- _Complete the following_:
**1)** Answer these questions using the Kubernetes workload optimization guide:
(a) Which professionals is the guide written for?
(b) What does negative slack suggest?
(c) What happens when View in workloads list is selected?
**2)** Resume the Kubernetes workload optimization guide, starting right after its final sentence.

- _Document passage_:
Optimize workload resource usage with Kubernetes app and Notebooks
Latest Dynatrace
Maximize your cluster resources and reduce costs by identifying and optimizing underutilized workloads. Leverage the Kubernetes app alongside advanced queries in Notebooks, powered by data from Grail, for precise resource allocation suggestions.
This guide is tailored for Ops, DevOps, and DevSecOps professionals managing Kubernetes clusters. A basic understanding of Kubernetes concepts such as resource requests/limits, pods, and nodes is assumed, though expertise in Dynatrace or cluster management is not required.
Scenario
- Difficulty in scheduling workloads due to resource availability errors.
- Reports indicate high resource usage based on requests, yet actual node usage for CPU and memory remains low.
Prerequisites
- Access to a Kubernetes cluster.
- New Kubernetes experience configured.
Identify and optimize resources
Strategies applicable for optimizing a specific resource type, such as CPU, can similarly be adapted for others, like memory.
Identify clusters for optimization
Analyze cluster workloads
Optimize workload resources
Address workloads lacking request or limits
Identify clusters for optimization
Select one or more clusters for detailed analysis, focusing on those with the highest levels of unused CPU resources. This can be accomplished by organizing clusters based on their CPU slack.
Slack refers to the difference between the resources requested (CPU or memory) and those actually utilized:
- Positive slack indicates underutilization, where less is used than requested.
- Negative slack suggests overutilization, where usage exceeds requests.
Ideally, slack should be minimized while maintaining a buffer for fluctuations. Such approaches are discussed in step 3.
Analyze cluster workloads
Examine the specific workloads within the chosen cluster. Navigate to the workload overview via the cluster's page to observe the CPU slack visually.
Selecting View in workloads list applies a filter for the selected cluster, transitioning the display to an aggregated view of all workloads.
Prior to diving into our workload analysis, it's beneficial to apply another filter to ensure we're only examining healthy workloads. Given that slack is determined by current resource usage, metrics from workloads that are restarting or in an unhealthy or pending state may not accurately reflect typical usage patterns. To focus our analysis on reliable data, we'll add a filter to display only healthy workloads.

Extracted data entries:
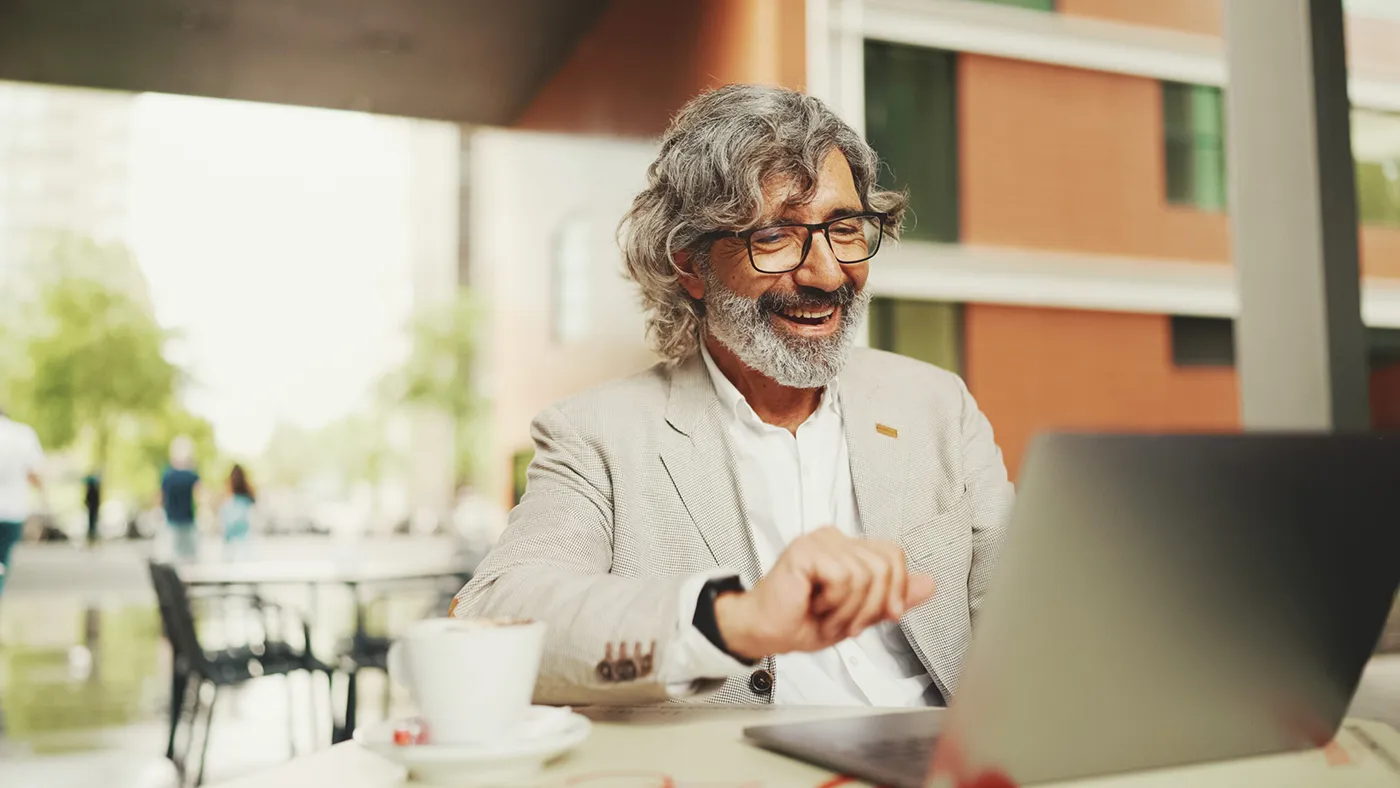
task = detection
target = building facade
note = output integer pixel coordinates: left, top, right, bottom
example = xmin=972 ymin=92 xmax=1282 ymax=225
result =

==

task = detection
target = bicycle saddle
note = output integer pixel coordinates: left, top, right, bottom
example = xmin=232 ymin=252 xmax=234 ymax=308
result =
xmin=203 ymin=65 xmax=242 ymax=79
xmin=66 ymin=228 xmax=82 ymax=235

--

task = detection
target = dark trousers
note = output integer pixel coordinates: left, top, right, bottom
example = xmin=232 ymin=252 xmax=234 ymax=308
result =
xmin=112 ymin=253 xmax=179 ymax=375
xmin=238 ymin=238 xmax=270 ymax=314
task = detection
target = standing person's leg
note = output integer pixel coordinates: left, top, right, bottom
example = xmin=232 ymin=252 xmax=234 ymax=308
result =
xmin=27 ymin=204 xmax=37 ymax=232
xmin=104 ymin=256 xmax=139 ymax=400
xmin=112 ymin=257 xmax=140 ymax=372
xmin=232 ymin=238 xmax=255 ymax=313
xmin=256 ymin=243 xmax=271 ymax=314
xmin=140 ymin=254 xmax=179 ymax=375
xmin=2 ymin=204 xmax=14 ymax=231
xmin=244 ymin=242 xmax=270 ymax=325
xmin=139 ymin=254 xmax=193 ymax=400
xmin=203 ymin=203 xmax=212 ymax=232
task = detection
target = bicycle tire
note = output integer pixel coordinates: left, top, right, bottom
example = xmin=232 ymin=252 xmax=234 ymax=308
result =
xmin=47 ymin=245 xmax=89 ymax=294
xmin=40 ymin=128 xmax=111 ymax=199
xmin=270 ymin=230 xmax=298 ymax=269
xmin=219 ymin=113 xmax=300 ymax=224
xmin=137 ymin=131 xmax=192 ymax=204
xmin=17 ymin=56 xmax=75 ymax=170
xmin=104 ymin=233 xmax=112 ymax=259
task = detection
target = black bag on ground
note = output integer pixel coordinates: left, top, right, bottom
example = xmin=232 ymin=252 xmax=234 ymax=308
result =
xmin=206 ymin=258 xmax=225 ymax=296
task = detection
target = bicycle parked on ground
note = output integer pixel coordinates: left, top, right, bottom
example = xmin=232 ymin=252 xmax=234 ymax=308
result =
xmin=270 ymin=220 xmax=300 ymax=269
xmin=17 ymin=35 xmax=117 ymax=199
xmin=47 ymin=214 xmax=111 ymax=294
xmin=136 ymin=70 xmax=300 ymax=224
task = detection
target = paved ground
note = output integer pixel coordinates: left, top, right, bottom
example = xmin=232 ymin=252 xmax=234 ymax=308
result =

- _Responses in order_:
**1)**
(a) Ops, DevOps, and DevSecOps professionals who manage Kubernetes clusters.
(b) Overutilization, where usage exceeds requests.
(c) A filter for the selected cluster is applied, and the display changes to an aggregated view of all workloads.

**2)**
Select Add filter next to any existing filters and select Health with Healthy value.
The perspective and sorting preferences established at the cluster level persist, allowing you to quickly identify the workload exhibiting the greatest CPU slack—namely, the cartservice
.
Upon selecting this workload, it becomes apparent that there's a significant gap between the actual usage and the requested resources, and notably, the margin between the request and limit is minimal. Given that the Kubernetes app presents only the most recent data, we must verify these usage figures to ensure they accurately represent typical behavior, rather than being anomalies.
To verify the consistency of these usage patterns, let's examine the historical CPU usage data. This is easily accomplished by transitioning from the Overview tab to the Utilization tab.
From there, we access the detailed data by selecting More (…) > Open in Notebook, which opens the corresponding DQL query in Notebooks.
Now, we'll broaden our analysis window to encompass a larger timeframe, examining the workload's historical data. For this scenario, a seven-day period is selected, given the service's resemblance to a webshop, where usage patterns may vary significantly across the week.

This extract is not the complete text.